## What the exercise asks:
Everything from the line holding "Outline the house" through the last line below must be repeated exactly, and nothing else.

## Object detection data:
========

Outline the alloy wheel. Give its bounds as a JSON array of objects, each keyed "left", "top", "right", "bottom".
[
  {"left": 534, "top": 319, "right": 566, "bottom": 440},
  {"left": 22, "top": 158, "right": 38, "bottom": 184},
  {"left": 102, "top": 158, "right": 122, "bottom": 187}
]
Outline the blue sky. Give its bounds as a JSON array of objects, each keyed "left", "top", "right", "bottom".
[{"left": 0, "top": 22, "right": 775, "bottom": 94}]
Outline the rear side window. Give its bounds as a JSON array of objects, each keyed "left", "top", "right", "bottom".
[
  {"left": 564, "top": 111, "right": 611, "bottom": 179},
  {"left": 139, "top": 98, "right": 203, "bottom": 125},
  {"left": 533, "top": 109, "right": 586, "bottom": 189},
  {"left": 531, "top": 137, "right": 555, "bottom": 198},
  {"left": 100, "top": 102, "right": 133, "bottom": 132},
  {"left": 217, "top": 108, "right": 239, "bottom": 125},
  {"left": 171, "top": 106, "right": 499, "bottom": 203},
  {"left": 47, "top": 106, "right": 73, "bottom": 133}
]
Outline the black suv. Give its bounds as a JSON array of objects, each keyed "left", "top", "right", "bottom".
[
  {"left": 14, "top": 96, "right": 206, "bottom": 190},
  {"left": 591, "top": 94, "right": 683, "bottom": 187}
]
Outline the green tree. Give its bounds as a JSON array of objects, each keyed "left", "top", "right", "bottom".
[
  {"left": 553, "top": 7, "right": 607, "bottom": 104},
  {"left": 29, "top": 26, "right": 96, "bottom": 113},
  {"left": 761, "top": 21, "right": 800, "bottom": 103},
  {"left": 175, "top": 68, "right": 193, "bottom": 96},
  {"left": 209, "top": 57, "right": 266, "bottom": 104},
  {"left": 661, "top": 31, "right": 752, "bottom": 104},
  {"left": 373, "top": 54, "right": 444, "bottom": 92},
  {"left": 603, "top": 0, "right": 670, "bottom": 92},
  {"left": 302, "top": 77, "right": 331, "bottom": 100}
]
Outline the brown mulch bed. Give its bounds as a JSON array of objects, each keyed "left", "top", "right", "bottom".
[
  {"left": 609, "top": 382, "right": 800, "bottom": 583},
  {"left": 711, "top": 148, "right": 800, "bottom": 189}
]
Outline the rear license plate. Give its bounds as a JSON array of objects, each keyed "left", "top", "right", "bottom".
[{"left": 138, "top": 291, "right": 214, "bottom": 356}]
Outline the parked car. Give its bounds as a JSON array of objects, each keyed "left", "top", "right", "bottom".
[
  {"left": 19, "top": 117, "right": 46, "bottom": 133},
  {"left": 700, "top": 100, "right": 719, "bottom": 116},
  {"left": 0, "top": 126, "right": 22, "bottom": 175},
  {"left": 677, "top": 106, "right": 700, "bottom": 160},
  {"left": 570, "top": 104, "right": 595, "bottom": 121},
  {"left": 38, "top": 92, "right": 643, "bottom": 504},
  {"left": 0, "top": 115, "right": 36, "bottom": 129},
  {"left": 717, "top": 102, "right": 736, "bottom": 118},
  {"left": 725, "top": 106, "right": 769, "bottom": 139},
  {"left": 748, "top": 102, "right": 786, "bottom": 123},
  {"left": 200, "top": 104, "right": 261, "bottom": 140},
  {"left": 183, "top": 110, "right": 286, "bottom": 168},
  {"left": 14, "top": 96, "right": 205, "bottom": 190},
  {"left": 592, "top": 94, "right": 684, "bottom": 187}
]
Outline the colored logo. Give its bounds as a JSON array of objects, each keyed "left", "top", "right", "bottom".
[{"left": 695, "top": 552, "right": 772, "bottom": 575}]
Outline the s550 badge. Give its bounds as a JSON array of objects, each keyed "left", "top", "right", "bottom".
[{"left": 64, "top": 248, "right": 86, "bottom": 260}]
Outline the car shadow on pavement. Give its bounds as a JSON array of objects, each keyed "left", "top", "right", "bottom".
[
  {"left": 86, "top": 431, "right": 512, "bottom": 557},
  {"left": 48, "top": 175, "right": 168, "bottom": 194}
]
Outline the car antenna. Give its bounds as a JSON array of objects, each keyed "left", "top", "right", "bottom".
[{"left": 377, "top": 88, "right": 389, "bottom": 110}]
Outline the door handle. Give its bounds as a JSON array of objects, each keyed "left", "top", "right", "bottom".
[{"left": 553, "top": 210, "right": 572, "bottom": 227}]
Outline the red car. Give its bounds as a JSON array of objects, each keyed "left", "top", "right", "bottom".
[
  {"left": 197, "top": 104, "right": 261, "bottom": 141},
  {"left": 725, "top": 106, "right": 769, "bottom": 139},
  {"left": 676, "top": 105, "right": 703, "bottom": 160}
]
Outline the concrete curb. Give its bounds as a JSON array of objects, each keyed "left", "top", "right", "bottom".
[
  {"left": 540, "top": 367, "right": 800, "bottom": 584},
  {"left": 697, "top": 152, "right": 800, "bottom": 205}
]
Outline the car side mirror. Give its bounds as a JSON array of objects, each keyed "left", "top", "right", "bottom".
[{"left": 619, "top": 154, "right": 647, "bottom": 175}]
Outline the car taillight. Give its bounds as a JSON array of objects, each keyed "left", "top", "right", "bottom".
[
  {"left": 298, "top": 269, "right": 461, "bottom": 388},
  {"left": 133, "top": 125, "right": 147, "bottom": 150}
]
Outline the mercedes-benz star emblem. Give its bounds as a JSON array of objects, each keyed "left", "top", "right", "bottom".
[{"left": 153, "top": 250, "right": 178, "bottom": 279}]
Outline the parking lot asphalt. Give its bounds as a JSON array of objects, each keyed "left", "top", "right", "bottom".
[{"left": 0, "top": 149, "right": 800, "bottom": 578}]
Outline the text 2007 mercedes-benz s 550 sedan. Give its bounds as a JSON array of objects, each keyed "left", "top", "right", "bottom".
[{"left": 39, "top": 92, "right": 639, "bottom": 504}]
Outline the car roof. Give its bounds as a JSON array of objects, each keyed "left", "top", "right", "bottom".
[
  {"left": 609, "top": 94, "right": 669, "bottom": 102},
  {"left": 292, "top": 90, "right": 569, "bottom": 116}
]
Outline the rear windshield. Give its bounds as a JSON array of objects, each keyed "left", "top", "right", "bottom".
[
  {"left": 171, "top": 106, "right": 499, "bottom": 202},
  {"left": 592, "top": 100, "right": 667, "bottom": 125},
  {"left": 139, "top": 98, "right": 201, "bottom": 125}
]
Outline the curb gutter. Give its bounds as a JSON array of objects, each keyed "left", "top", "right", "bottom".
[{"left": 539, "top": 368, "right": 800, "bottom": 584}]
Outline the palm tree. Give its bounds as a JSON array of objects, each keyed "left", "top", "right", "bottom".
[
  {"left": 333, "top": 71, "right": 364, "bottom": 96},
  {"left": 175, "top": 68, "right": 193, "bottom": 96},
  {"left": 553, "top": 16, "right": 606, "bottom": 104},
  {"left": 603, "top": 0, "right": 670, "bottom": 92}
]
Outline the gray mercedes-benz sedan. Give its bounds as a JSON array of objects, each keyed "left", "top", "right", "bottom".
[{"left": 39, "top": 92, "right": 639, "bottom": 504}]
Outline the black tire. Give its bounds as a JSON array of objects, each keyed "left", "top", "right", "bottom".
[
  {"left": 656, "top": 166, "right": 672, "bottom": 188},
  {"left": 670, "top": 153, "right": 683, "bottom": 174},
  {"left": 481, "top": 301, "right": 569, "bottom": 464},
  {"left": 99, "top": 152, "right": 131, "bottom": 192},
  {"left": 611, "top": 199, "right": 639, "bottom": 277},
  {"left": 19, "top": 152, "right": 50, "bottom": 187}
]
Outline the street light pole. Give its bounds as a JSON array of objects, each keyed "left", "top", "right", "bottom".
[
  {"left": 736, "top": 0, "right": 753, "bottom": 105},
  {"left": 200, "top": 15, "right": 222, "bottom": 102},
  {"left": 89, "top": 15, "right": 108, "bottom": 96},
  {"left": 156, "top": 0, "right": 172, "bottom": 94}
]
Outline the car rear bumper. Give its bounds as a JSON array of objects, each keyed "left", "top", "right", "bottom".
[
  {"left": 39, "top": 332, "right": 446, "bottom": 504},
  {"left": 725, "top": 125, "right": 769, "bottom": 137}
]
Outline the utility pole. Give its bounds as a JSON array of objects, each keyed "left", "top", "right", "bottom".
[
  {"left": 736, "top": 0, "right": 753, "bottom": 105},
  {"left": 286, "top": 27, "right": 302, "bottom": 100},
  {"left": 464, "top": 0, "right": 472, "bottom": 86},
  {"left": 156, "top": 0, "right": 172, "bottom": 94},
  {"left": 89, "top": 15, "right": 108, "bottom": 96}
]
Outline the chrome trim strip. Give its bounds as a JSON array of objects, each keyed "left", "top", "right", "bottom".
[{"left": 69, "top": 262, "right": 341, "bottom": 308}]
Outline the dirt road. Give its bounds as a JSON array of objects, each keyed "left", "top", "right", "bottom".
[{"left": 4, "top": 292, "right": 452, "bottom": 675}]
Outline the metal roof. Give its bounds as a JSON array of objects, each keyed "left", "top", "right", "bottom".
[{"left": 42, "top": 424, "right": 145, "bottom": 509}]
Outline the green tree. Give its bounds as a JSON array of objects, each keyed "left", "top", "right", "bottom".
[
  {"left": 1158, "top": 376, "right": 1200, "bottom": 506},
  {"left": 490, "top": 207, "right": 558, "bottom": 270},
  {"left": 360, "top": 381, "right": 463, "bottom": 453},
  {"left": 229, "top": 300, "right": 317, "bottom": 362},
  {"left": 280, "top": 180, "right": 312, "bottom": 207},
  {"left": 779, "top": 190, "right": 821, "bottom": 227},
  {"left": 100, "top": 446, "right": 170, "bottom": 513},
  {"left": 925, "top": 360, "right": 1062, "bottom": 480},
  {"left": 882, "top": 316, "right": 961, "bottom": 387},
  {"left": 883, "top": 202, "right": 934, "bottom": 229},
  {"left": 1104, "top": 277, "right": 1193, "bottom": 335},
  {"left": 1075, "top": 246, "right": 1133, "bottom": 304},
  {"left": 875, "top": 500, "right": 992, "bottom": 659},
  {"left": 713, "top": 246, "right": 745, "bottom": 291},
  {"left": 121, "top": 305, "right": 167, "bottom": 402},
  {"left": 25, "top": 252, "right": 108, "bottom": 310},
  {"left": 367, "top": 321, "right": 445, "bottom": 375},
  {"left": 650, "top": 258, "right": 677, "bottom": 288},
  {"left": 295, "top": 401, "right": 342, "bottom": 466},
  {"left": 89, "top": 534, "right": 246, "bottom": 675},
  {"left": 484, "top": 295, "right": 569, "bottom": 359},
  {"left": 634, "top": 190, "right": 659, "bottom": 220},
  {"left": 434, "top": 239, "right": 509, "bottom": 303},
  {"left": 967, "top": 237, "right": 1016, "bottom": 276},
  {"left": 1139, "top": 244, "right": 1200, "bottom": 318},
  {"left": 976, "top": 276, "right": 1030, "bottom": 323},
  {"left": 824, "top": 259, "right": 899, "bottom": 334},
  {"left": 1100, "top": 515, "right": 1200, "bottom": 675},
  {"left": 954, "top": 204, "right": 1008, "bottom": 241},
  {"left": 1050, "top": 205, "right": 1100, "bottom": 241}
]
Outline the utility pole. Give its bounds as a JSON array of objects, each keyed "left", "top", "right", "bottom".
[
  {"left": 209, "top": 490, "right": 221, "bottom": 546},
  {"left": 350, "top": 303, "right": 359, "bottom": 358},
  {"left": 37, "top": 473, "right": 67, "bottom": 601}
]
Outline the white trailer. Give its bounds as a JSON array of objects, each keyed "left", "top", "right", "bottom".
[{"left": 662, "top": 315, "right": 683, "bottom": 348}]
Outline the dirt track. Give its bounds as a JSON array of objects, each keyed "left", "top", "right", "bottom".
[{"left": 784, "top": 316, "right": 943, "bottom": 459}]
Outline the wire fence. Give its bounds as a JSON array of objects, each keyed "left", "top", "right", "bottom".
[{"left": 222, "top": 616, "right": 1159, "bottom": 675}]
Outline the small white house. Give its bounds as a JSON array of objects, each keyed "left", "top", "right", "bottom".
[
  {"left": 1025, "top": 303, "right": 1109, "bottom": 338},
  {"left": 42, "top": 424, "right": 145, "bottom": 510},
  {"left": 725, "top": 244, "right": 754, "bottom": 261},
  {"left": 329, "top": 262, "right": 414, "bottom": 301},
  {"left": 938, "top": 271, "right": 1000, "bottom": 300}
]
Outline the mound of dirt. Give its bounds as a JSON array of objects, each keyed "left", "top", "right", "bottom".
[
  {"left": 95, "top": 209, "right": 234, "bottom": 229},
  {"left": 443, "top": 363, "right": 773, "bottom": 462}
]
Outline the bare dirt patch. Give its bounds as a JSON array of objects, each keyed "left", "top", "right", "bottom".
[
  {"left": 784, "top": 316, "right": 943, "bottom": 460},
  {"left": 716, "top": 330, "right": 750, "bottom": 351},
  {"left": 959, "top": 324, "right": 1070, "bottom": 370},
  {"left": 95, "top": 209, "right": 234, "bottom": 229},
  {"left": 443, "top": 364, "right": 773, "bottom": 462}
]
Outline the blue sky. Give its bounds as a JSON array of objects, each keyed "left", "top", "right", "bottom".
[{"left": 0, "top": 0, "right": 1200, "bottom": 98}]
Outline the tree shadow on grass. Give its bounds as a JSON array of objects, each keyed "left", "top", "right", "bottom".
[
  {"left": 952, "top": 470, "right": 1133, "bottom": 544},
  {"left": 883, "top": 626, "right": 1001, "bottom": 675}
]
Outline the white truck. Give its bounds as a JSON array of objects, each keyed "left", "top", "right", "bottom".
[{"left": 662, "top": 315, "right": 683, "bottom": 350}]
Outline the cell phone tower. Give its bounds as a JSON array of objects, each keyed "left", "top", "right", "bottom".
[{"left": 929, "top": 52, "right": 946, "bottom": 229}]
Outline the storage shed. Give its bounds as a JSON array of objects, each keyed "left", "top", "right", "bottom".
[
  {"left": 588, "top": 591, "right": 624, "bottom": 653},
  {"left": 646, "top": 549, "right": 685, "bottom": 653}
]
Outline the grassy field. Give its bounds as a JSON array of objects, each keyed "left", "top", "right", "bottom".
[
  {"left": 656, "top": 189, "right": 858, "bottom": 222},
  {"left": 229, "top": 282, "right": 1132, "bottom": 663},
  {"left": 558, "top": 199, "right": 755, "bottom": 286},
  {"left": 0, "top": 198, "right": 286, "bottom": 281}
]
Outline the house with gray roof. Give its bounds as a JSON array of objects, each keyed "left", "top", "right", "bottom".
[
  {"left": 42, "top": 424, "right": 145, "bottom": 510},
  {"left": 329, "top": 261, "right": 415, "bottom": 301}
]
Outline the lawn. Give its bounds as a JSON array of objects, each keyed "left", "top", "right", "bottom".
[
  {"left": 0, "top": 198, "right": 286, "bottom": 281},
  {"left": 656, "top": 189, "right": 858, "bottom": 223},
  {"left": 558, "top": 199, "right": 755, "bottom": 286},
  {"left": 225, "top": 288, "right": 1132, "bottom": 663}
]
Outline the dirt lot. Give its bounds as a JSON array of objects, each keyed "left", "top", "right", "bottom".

========

## Full answer:
Outline the house with gray roof. Give its bounds as a JSON array of objects, each keyed "left", "top", "right", "bottom".
[
  {"left": 42, "top": 424, "right": 145, "bottom": 510},
  {"left": 329, "top": 261, "right": 415, "bottom": 301}
]
Outline the lawn. Give its bounds as a JSON array of objects, each keyed "left", "top", "right", "bottom".
[
  {"left": 0, "top": 198, "right": 286, "bottom": 281},
  {"left": 656, "top": 189, "right": 858, "bottom": 223},
  {"left": 558, "top": 199, "right": 755, "bottom": 286},
  {"left": 225, "top": 288, "right": 1132, "bottom": 663}
]
Outline the dirt lot. Give its bounds as a JSON array of objects, each keyed "left", "top", "right", "bottom".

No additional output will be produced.